* _Task objective_:
Return the items verbatim from their first line through the line that contains "box: [133, 143, 403, 627]", including both of those lines.
--- Dataset excerpts Enclosed Below ---
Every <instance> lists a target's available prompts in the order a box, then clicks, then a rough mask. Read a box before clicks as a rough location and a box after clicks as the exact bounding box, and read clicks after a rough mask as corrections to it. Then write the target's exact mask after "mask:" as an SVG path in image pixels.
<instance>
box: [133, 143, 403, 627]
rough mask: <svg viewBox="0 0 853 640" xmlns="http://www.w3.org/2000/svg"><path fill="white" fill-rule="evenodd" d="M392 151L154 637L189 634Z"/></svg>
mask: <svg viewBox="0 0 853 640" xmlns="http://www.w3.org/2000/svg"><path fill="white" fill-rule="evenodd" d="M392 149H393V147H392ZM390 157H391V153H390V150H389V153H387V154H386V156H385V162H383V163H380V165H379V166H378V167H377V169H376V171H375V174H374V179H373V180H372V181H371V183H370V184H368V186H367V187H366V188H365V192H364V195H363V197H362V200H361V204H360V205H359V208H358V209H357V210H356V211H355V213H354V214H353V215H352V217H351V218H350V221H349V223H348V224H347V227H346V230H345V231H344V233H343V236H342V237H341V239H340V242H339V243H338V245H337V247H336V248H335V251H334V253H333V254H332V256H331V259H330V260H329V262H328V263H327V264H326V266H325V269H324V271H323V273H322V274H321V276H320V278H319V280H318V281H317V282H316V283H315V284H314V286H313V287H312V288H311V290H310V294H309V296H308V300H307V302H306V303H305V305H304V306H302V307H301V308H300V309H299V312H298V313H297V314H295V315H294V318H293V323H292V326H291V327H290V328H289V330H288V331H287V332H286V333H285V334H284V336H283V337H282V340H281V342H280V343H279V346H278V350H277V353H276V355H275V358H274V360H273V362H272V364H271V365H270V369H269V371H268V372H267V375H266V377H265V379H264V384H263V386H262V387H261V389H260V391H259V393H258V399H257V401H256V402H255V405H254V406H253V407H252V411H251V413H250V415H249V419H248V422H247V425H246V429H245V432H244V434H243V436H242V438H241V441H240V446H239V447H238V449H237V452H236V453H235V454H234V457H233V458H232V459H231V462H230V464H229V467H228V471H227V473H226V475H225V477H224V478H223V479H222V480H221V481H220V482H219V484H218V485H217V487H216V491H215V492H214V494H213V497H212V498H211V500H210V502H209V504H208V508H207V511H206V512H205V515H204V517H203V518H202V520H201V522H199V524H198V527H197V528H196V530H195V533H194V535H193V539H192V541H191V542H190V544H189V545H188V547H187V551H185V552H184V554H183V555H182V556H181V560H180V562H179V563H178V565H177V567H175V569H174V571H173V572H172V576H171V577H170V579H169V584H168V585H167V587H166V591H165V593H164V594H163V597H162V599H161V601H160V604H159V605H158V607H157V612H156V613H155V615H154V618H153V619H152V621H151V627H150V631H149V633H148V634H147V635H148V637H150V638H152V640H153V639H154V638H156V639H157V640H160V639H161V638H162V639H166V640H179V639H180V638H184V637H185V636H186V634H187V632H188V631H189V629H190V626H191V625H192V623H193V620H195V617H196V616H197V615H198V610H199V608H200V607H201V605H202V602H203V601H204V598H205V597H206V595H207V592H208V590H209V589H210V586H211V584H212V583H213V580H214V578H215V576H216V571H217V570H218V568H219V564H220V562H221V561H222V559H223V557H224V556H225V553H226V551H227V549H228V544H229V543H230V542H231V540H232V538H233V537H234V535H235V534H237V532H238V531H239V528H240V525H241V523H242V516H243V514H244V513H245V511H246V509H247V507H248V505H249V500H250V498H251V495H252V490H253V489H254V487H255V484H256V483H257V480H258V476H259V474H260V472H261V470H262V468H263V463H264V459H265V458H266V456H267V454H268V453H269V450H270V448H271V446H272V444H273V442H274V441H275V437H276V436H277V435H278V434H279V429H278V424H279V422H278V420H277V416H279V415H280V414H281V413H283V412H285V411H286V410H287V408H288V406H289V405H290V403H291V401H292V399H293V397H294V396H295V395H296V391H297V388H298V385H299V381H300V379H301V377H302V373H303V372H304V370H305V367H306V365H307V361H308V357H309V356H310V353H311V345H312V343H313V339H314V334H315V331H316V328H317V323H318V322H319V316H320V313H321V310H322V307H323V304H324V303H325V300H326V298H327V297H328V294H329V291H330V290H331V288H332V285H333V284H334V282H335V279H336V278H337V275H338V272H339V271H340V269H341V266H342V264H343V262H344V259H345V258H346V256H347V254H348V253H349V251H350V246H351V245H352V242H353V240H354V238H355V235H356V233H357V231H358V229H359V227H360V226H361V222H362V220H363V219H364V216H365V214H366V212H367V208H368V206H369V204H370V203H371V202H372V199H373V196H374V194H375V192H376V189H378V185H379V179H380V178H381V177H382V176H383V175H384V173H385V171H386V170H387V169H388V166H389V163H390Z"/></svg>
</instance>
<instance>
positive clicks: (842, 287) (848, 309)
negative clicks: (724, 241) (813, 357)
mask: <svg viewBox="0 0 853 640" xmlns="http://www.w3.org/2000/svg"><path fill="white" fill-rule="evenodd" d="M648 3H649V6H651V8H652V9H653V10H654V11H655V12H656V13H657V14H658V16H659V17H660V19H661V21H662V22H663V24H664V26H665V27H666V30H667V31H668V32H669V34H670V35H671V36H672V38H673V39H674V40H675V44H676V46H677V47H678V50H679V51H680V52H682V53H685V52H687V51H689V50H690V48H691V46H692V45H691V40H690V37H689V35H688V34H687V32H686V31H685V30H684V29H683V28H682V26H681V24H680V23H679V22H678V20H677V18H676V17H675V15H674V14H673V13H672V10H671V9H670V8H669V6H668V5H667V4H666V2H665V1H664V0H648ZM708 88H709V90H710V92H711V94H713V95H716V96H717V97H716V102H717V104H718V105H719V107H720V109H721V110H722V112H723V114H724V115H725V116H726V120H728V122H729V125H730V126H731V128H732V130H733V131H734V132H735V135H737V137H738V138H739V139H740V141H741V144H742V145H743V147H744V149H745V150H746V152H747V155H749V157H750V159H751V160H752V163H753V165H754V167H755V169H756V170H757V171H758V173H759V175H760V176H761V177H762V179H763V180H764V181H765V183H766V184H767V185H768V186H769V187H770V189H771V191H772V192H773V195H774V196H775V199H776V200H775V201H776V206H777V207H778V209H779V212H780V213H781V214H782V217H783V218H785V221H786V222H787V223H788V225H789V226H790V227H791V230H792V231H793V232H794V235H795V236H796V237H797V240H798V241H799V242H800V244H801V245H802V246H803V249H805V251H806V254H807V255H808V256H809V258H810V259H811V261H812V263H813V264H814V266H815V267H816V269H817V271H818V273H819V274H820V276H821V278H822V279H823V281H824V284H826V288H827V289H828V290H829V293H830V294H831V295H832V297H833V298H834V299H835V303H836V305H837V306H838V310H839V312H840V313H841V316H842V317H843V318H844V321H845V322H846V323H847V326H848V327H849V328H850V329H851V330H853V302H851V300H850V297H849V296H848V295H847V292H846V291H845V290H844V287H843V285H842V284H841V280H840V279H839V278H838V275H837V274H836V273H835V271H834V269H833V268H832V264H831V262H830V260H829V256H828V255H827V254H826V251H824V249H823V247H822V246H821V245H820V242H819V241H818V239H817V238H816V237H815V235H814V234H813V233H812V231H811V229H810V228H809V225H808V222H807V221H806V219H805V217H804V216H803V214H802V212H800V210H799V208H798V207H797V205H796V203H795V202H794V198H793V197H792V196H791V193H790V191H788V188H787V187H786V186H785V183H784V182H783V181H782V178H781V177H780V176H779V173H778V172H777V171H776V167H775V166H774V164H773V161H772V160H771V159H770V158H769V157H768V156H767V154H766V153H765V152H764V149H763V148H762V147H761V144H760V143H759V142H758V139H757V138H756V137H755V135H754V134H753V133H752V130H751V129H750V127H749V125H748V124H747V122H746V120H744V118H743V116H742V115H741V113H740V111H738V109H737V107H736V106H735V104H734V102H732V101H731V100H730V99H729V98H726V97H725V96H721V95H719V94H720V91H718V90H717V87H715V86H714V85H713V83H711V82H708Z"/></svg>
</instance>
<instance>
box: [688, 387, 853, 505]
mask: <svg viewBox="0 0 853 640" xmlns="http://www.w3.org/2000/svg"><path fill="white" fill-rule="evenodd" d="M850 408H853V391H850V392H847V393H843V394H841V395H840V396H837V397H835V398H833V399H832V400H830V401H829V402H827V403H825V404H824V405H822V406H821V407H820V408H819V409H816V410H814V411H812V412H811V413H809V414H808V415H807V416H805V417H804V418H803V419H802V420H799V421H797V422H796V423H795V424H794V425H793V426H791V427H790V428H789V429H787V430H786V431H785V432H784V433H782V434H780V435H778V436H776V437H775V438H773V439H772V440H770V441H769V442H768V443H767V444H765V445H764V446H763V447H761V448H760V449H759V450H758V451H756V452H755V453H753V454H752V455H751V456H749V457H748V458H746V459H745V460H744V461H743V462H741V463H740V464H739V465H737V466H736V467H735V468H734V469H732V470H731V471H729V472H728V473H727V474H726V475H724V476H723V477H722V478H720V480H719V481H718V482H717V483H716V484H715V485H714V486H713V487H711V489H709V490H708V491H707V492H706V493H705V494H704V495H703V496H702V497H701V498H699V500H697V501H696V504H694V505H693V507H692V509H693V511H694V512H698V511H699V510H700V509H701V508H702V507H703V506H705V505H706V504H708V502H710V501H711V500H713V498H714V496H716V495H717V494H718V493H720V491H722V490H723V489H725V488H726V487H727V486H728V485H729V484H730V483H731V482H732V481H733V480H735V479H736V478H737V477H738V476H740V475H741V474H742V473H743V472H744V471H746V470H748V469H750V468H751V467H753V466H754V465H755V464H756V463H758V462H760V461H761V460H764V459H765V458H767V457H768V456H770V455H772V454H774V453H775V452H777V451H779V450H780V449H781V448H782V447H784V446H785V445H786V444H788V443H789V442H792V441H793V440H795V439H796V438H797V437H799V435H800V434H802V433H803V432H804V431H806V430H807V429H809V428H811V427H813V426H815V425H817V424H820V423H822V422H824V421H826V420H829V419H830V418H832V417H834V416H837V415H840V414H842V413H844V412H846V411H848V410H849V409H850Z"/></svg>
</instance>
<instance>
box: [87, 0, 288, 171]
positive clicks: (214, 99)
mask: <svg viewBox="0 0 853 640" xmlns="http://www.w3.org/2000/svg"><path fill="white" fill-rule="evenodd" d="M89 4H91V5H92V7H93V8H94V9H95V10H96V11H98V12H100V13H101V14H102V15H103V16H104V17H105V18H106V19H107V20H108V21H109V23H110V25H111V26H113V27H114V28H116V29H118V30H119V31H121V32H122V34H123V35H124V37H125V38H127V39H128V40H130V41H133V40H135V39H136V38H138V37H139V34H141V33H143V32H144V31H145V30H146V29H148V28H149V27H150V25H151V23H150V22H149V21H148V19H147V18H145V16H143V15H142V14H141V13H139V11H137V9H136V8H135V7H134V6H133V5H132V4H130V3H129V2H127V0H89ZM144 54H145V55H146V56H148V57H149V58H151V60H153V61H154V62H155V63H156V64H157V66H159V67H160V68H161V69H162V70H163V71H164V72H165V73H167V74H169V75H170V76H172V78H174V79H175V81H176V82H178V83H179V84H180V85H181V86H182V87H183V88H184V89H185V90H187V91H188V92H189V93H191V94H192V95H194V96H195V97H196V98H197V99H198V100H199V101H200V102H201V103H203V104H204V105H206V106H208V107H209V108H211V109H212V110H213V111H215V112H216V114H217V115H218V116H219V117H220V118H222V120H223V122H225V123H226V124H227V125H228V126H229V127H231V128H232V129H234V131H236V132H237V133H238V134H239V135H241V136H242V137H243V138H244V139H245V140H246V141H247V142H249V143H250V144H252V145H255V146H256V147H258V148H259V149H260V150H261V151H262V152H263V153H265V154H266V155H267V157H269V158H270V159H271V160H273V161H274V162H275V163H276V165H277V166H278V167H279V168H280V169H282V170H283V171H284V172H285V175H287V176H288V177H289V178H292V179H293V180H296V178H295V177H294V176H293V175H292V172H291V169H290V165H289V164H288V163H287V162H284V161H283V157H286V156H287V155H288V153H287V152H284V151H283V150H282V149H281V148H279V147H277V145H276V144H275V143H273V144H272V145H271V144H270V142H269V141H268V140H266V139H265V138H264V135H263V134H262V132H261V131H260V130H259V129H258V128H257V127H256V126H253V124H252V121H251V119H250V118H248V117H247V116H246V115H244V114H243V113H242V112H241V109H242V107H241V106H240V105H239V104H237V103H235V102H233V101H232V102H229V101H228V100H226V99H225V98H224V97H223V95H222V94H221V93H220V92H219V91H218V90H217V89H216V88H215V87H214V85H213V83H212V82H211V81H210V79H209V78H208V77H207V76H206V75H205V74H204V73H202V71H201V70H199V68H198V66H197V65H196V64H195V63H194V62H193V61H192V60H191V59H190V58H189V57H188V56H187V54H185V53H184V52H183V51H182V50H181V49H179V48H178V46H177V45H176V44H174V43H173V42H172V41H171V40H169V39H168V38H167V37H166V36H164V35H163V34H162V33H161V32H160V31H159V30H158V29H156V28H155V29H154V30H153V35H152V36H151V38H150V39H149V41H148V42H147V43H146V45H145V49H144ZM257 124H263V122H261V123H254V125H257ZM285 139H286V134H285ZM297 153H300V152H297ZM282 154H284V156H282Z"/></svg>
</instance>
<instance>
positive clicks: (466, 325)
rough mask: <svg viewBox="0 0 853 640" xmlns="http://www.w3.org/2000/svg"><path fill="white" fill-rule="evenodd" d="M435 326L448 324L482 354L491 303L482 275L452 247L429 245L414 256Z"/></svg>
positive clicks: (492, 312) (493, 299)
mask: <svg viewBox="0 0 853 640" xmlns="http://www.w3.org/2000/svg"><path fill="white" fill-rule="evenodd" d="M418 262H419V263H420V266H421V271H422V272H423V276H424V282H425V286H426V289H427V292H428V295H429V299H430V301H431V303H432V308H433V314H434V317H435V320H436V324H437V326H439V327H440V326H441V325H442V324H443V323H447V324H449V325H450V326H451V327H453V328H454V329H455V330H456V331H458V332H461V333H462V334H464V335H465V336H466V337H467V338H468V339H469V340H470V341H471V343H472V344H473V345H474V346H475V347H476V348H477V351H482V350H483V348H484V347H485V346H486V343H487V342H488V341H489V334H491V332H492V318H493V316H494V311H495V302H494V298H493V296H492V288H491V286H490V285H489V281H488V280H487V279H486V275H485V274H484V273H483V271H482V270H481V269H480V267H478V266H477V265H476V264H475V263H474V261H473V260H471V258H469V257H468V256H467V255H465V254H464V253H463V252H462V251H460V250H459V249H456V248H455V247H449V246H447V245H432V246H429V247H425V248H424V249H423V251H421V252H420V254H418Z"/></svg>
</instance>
--- End of Enclosed Dataset excerpts ---
* _Exercise output_:
Every <instance> lists a target's available prompts in the order a box, then clicks, then a rough mask. Read a box before clicks as a rough location and a box after clicks as the exact bounding box, and read clicks after a rough mask as corrections to it. Then write the target's exact mask after "mask:" as an SVG path in image pixels.
<instance>
box: [133, 143, 403, 627]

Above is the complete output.